** start **

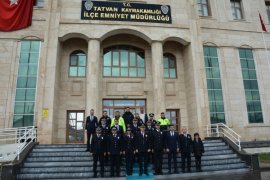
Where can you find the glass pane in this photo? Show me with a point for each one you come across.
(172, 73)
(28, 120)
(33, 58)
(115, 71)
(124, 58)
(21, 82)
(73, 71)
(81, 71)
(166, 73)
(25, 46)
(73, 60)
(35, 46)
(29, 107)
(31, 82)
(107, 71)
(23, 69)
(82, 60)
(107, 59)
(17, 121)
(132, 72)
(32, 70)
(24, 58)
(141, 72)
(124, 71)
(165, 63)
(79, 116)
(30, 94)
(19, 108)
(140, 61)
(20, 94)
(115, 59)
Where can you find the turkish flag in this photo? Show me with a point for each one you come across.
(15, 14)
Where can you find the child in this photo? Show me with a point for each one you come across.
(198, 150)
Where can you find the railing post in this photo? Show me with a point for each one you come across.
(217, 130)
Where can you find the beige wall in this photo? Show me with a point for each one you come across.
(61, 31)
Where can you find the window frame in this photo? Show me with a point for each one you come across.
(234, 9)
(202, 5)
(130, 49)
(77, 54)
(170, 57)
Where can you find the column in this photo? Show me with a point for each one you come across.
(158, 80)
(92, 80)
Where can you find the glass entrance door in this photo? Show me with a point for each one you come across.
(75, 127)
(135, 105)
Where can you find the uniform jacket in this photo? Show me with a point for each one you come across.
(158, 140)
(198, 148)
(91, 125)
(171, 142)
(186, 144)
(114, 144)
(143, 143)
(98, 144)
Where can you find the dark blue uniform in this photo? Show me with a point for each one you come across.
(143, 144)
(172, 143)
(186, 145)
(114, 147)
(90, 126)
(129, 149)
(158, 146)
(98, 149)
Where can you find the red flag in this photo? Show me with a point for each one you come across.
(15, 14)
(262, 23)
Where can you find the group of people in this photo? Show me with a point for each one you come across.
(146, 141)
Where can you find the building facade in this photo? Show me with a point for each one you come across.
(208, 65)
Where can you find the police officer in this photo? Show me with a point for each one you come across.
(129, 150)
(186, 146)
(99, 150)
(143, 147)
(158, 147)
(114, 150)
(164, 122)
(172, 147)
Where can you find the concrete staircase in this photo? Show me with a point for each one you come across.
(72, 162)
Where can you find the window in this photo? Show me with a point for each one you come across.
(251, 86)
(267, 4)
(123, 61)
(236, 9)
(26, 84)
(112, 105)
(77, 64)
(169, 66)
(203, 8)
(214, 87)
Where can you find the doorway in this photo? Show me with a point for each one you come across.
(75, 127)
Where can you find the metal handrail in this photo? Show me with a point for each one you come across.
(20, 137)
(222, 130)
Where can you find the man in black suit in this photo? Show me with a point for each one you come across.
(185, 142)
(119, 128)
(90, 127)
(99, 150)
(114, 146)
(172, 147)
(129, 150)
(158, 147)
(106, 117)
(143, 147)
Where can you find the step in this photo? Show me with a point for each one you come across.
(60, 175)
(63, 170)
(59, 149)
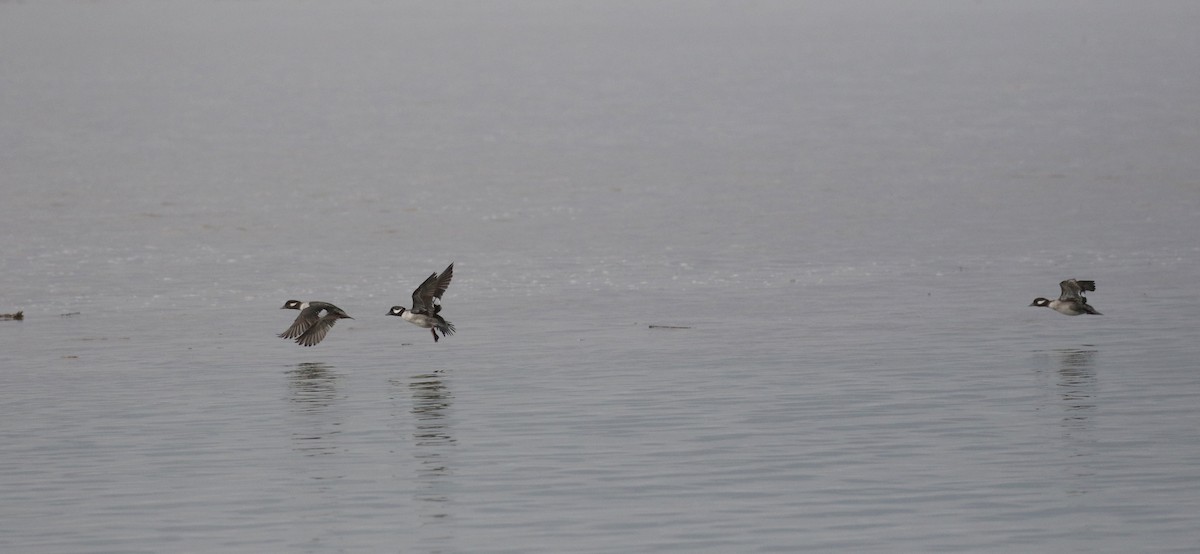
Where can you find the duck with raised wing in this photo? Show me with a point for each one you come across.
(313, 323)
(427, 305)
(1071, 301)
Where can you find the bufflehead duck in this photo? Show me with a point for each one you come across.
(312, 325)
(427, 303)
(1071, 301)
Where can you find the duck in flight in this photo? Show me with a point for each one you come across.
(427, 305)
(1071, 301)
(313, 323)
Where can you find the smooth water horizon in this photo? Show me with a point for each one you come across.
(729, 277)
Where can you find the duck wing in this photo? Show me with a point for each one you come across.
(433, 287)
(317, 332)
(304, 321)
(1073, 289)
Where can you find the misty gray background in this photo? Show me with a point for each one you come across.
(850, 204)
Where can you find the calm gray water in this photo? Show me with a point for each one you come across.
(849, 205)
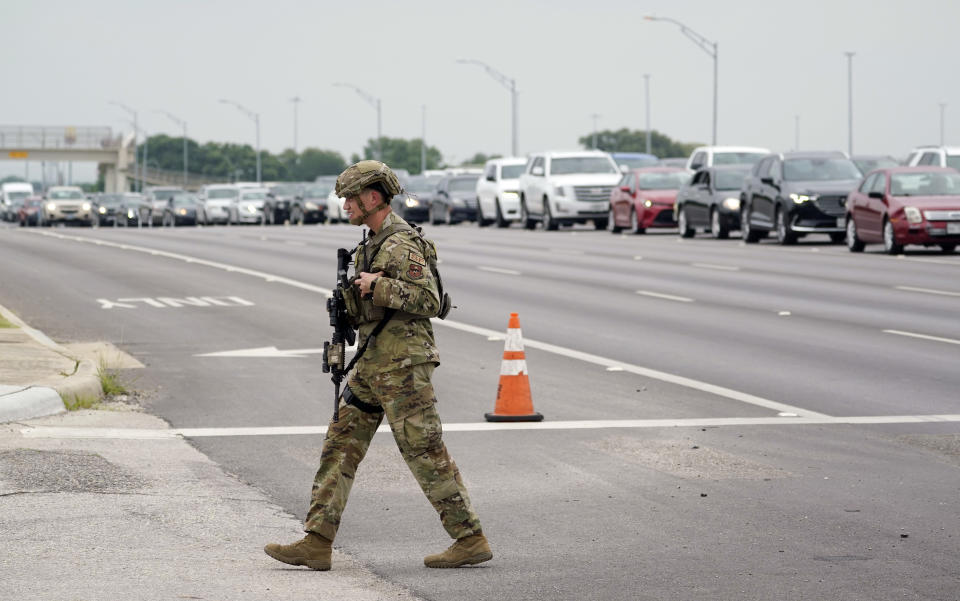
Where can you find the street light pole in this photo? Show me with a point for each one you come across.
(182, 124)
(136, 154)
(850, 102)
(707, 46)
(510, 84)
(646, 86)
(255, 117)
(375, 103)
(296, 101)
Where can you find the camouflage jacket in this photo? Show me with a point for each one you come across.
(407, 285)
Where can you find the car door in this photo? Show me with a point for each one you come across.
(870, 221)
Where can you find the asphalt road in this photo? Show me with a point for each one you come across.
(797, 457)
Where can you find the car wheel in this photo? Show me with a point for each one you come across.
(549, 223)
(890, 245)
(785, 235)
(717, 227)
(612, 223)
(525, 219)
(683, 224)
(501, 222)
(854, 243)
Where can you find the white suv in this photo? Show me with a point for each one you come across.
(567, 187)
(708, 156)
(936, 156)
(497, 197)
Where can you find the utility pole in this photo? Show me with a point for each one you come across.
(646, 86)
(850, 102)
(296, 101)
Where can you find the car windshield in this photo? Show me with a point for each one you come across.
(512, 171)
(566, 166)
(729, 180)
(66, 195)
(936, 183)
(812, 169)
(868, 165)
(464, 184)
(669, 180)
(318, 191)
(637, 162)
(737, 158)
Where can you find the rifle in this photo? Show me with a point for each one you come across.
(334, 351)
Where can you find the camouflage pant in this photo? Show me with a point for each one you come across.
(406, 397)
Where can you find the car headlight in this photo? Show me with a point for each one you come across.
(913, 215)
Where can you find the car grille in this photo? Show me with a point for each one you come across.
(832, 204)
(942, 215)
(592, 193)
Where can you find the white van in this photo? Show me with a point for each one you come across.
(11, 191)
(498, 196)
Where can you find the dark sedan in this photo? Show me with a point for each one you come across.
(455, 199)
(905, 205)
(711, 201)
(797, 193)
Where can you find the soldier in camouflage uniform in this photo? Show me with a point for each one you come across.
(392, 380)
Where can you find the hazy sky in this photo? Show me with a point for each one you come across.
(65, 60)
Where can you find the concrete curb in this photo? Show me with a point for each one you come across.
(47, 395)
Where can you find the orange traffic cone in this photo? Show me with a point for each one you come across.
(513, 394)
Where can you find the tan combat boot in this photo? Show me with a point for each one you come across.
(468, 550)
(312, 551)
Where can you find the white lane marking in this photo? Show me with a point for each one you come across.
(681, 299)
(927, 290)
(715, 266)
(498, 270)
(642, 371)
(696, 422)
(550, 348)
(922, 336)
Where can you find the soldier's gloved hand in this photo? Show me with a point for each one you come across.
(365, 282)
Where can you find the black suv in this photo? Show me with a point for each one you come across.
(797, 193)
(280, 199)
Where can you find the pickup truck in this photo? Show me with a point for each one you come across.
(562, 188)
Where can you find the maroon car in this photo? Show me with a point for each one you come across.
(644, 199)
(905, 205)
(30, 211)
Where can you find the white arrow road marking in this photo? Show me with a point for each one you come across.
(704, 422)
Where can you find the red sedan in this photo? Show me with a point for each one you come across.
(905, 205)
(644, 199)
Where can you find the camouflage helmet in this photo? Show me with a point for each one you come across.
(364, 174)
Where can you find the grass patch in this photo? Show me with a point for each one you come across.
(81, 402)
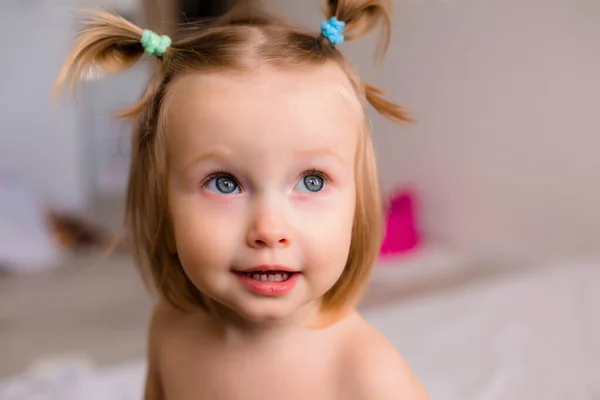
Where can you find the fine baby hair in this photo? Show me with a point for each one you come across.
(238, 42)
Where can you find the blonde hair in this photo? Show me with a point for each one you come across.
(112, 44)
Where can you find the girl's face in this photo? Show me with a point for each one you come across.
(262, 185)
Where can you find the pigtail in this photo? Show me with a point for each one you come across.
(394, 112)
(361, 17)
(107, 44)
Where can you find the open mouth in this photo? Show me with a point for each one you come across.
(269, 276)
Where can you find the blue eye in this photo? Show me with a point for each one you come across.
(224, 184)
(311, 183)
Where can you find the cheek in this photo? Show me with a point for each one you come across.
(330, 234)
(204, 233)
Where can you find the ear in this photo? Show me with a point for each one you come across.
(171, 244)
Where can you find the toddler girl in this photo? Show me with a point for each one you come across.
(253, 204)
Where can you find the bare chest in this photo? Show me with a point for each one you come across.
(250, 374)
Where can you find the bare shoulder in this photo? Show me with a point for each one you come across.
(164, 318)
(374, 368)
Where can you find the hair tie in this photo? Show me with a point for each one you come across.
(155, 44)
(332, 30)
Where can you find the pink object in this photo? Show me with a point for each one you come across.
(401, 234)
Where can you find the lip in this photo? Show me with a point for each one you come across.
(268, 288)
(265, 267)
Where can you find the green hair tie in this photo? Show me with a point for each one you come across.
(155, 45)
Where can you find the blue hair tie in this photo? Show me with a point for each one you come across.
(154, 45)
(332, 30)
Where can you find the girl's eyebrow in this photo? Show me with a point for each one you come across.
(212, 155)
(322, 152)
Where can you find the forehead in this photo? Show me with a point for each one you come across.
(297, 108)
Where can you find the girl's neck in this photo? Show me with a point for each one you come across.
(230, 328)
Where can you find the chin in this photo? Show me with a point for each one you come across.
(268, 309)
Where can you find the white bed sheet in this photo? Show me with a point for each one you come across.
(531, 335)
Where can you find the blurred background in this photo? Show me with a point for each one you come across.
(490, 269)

** end **

▸ **What is required**:
Set down, word for word, every line from the line that holds "Where can you find the cheek" to the end of the entries above, including both ends.

▸ **Solution to the problem**:
Where can you find the cheek in this photo? Show me with a point for each one you come across.
(330, 234)
(204, 233)
Where can you find the ear in this photo? Show me with a point for each one you come across.
(171, 244)
Where can you find the toddler girl in this photo? Show me with a point for each one you come across.
(253, 204)
Where can you find the bare chest in this photo? Show me with a point for each one you come across.
(250, 374)
Where can you find the bare shoulder in this photo? Show me with a point for each one you come across.
(164, 318)
(374, 368)
Where can you find the hair tie in this photo? Show me with a point for each one you come across.
(155, 44)
(332, 30)
Where can you find the pink object in this photo? Show me with a point for each one you come across.
(401, 234)
Where can you find the lip in this photo? Show me with a point for each one you come across.
(268, 288)
(265, 267)
Where can you find the green hair tie in this photo? Show me with a point for each one you come across.
(155, 45)
Where can you find the blue hair tie in this photo? Show me with a point for each one you come across.
(154, 45)
(332, 30)
Where can you find the girl's eyebrow in this photo? Show me with a point for each one you come across.
(212, 155)
(322, 152)
Where can you find the forehead in this photo? Show me with a point for each one you come across.
(297, 108)
Where can you find the girl's neck in this photo? Show me with a point for each one you come across.
(230, 328)
Where can you find the chin in this photo? Show me with a point for each one you come across.
(268, 309)
Where can you find the white bed sheet in this photo? Show me with a point for each one you come across.
(531, 335)
Where can you find the blurred background in this photo? Show me with a point for each one you come across.
(490, 269)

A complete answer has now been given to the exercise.